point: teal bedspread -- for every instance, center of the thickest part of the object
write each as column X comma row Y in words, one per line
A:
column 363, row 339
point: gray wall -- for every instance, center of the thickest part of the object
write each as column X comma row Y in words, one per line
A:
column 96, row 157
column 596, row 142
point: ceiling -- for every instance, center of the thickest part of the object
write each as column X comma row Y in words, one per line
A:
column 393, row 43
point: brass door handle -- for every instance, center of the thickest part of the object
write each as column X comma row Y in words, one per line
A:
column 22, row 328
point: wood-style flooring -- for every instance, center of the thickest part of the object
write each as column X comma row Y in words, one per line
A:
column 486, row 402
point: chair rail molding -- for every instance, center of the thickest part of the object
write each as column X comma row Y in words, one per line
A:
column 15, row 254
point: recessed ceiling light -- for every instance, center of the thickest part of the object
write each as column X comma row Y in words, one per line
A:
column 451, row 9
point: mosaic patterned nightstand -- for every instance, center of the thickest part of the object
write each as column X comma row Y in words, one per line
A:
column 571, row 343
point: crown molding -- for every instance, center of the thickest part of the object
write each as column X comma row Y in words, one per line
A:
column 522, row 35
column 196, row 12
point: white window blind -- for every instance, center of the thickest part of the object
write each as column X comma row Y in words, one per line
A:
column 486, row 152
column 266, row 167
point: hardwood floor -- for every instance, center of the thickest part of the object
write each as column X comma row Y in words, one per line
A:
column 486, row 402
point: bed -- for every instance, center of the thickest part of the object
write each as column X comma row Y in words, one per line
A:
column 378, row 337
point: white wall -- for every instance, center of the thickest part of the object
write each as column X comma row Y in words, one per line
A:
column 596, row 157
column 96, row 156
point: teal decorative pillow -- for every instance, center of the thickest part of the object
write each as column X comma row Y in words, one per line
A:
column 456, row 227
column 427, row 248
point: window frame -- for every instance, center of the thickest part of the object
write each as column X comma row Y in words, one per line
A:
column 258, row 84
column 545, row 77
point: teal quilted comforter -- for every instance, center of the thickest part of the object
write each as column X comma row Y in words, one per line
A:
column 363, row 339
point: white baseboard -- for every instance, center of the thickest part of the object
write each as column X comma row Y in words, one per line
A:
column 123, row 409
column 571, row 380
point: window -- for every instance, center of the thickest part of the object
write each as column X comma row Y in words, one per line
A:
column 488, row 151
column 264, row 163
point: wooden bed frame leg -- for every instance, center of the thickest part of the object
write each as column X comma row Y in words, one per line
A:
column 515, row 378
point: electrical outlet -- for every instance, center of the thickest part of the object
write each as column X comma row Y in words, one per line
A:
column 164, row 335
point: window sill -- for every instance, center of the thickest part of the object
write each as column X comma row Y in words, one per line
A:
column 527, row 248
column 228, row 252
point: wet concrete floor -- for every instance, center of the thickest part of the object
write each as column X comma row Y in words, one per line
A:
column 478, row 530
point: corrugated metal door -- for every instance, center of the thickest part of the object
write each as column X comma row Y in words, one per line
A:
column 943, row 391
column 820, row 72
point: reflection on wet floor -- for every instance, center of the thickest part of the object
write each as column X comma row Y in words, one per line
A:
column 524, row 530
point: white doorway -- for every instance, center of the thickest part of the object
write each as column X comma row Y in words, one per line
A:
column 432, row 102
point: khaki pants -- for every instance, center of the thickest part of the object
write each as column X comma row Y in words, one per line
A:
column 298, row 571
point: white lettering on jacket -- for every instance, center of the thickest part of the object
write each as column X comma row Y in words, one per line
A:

■ ■ ■ ■ ■

* [Task to carry out]
Rewrite all the lines above, putting "widest part" wherever "thickest part" appears and leaving everything else the same.

* [Expected output]
point: teal bedspread -- for every instance, center of the widest part of the object
write each as column X comma row Y in words, one per line
A:
column 363, row 339
point: gray wall -- for every instance, center of the widest part of the object
write each as column X comma row Y in words, one per line
A:
column 96, row 157
column 596, row 142
point: ceiling -- for every instance, center of the widest part of the object
write each as column X comma row Y in words, one per line
A:
column 393, row 43
point: brass door handle -- for every instance, center of the widest part of the object
write each as column X comma row Y in words, one per line
A:
column 22, row 328
point: wood-style flooring -- for every instance, center of the widest part of the object
write each as column X comma row Y in words, one per line
A:
column 486, row 402
point: chair rail molding -- for every instance, center of the widest part of the object
write each as column X comma row Y in words, one per line
A:
column 15, row 254
point: recessed ceiling light -- for every instance, center of the widest part of the object
write each as column X comma row Y in words, one per line
A:
column 451, row 9
point: mosaic patterned nightstand -- for every instance, center of the widest part of the object
write each as column X comma row Y in words, one per line
A:
column 571, row 343
point: crown molding -- for every instance, center of the widest part of the object
write each as column X comma row Y in words, one per line
A:
column 522, row 35
column 196, row 12
point: white window blind -- for every instance, center of the widest part of the object
write each as column X comma row Y in words, one per line
A:
column 486, row 152
column 266, row 167
point: hardwood floor -- for every instance, center of the widest part of the object
write each as column X comma row Y in words, one per line
A:
column 486, row 402
point: bed -- for every instance, center of the widest part of the object
write each as column X comma row Y in words, one per line
A:
column 378, row 337
point: white wall -- for every instance, center of the widest part of the object
write each as column X comma row Y in words, one per line
A:
column 596, row 157
column 96, row 156
point: teal decorative pillow -- for every instance, center of the widest part of the object
write each as column X comma row Y in words, one per line
A:
column 456, row 227
column 427, row 248
point: window frame -- for every instance, center of the widest part of the object
write each as column X comma row Y in words, one per line
A:
column 258, row 84
column 545, row 77
point: teal quilted comforter -- for every instance, center of the widest part of the object
write each as column X comma row Y in words, one per line
A:
column 363, row 339
point: white baseboard -- for every instance, center of the widest part of the object
write each as column X comma row Y in words, one per line
A:
column 123, row 409
column 571, row 380
point: window -- for every instance, center of the widest part of the object
write each as column X comma row Y in words, one per line
A:
column 488, row 151
column 264, row 163
point: wooden bed frame leg -- for every instance, center of the widest part of the object
write each as column X comma row Y in words, one per line
A:
column 515, row 378
point: electrical outlet -- for every instance, center of the widest part of the object
write each as column X comma row Y in words, one per line
A:
column 164, row 335
point: window sill -- for every instance, center of the widest part of the object
write each as column X comma row Y in words, one per line
A:
column 527, row 248
column 228, row 252
point: wet concrete floor -- for every instance, center of the widest part of the object
write each as column X comma row Y in words, one per line
A:
column 478, row 530
point: corrugated metal door -- for every instance, center of the widest part of the object
write each as column X comma row Y in words, one per line
A:
column 943, row 391
column 820, row 72
point: reflection on wet floor -- for every instance, center of the widest part of the object
write each as column X comma row Y in words, one per line
A:
column 524, row 530
point: white doorway -- for every instance, center of the widest part of the object
write each as column X comma row Y in words, one per line
A:
column 432, row 102
point: khaki pants -- for every instance, center of the widest part of the object
write each as column X comma row Y in words, one per line
A:
column 298, row 571
point: white lettering on jacket -- for every instance, center of the widest part of the object
write each as column X comma row Y in words, one per line
A:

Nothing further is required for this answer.